## [TASK]
The result should be an exact copy of the entries below, free of pictures.

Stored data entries
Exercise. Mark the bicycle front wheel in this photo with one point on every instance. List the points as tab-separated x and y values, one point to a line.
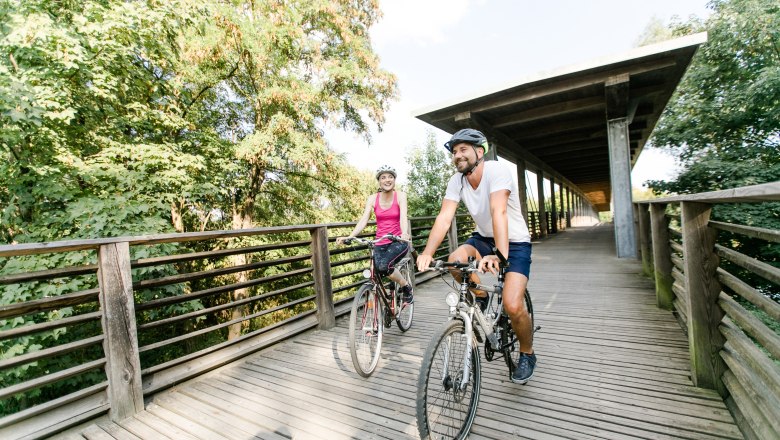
445	407
404	310
366	330
508	339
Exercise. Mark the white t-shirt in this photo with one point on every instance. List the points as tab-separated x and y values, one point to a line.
495	177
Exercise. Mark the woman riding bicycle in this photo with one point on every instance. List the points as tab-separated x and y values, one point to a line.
389	208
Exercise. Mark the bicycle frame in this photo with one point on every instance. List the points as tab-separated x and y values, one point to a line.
467	312
375	279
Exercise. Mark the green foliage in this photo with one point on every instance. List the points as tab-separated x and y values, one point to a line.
730	96
724	120
430	171
143	117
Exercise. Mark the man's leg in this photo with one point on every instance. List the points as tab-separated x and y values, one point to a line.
514	304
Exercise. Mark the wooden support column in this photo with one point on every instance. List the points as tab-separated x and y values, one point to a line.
123	364
553	208
662	256
522	191
320	259
645	248
620	173
542	209
562	220
704	339
616	91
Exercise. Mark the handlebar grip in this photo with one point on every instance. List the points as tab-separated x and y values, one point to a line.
500	256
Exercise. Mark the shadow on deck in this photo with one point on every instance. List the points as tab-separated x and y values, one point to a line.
611	365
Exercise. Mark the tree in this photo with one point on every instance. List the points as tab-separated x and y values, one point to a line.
724	120
430	171
282	70
130	118
728	101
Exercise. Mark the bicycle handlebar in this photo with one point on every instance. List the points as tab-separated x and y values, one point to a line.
375	241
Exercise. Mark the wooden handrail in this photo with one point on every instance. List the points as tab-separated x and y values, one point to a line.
723	354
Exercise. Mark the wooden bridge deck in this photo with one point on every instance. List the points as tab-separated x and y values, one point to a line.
611	365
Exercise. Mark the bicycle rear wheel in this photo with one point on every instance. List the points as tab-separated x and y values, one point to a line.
444	409
509	341
404	311
366	330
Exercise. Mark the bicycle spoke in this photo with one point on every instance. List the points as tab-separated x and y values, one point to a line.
444	409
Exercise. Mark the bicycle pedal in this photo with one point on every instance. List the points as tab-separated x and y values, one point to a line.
478	335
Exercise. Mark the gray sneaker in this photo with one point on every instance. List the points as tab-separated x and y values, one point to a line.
525	369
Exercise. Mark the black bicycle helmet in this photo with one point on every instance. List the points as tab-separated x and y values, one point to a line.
469	136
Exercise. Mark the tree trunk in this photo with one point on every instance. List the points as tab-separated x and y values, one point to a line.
242	219
176	217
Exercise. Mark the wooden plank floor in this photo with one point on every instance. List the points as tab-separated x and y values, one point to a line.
610	365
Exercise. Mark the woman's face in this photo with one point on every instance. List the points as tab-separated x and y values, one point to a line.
386	182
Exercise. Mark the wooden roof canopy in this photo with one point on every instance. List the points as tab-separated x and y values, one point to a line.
557	121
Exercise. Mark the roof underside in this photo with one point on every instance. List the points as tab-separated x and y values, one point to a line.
557	123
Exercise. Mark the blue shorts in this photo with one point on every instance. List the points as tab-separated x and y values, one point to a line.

## [SOLUTION]
Exercise. Mark the bicycle front wheel in this photo with one point on every instance. List the points as tab-separated x and y values, one point to a line.
445	407
404	310
366	330
508	339
Exercise. Mark the white t-shirt in this photo with one point on every instance. List the points as tab-separated x and y values, one point to a line.
495	177
Exercise. Mark the woman riding bicycle in this photo with one point on every instance. List the points as tab-separated x and y values, one point to a line.
389	208
Exercise. Mark the bicycle frame in this photo with one point on every instance. List the points as tab-separated x and y values, one point to a line.
467	312
375	279
Exercise. Mark the green foliage in this photo with one point on every instance. List the points as tab-separated x and y values, one point to a line.
730	96
724	120
430	171
143	117
Exercise. Mark the man's leg in this photo with one point on every instance. List the points as tab-separated x and y values, one point to a line.
514	304
Exercise. Mark the wooden support column in this photo with one point on every instance. List the points as tab-separated x and y values, one point to a line.
123	364
553	208
662	256
522	191
320	259
645	248
620	173
542	209
562	220
704	339
616	91
Exercise. Mark the handlebar grip in this photo with one point on every instance. List the points as tab-separated x and y values, one point to a line.
500	256
Exercise. Mark the shadow on deck in this photo with one point on every instance. List the points as tab-separated x and y values, one point to a line.
611	365
Exercise. Mark the tree in this photo with one point on every instance. List the points as tab-separated x and y values, one point to a line.
724	120
430	171
282	70
130	118
728	101
Exercise. Mark the bicycle handlebar in this photo with one point on every instance. List the points as tab-separated x and y values, one point to a line.
375	241
Exercise. Mark the wooden handrail in this photo with one point on every instance. List the points as tab-separated x and y values, one point to a line.
723	354
Exercise. Mark the wooden bridge deck in this photo with one point on every instance. List the points as tab-separated x and y values, one point to a line.
611	365
Exercise. Mark the bicycle rear wheel in this photo with one point on every instance. List the points as tab-separated x and y values, one point to a line.
444	409
509	341
404	311
366	330
Exercise. Mark the bicycle spoke in this photo with one point on every instance. List the points as tab-separated x and y values, one point to a line.
444	409
Exercise. Mark the bicycle pedal in this photo with one point on every instance. List the points as tab-separated x and y values, one point to a line.
478	335
Exercise. Mark the gray sneaker in this photo with one point on every instance. List the points as tab-separated x and y values, one point to a line.
525	369
Exercise. Mark the black bicycle helmet in this photo with one point on every instance. List the points as tab-separated x and y values, one point to a line.
469	136
Exercise. Mark the tree trunk in this photo with one point on every instance. List the points as tab-separated x and y values, one point to a line.
242	219
176	217
Exercise. Mark the wooden plank floor in this photo with one point on every instance. List the points as tab-separated x and y values, one point to a line.
610	365
Exercise. Mark the woman's face in this photo with one point on every instance. List the points as tab-separated x and y values, one point to a line.
386	182
Exercise. Mark the wooden roof canopy in this photo with one point on every instance. List the points as tab-separated x and y values, one point to a line.
557	121
Exercise. Mark the roof underside in this photo with one point on every instance. List the points as tab-separated x and y values, one point to a line.
557	123
Exercise. Mark the blue shorts in this photo with one point on every instance. List the points as tab-separated x and y values, one point to a line.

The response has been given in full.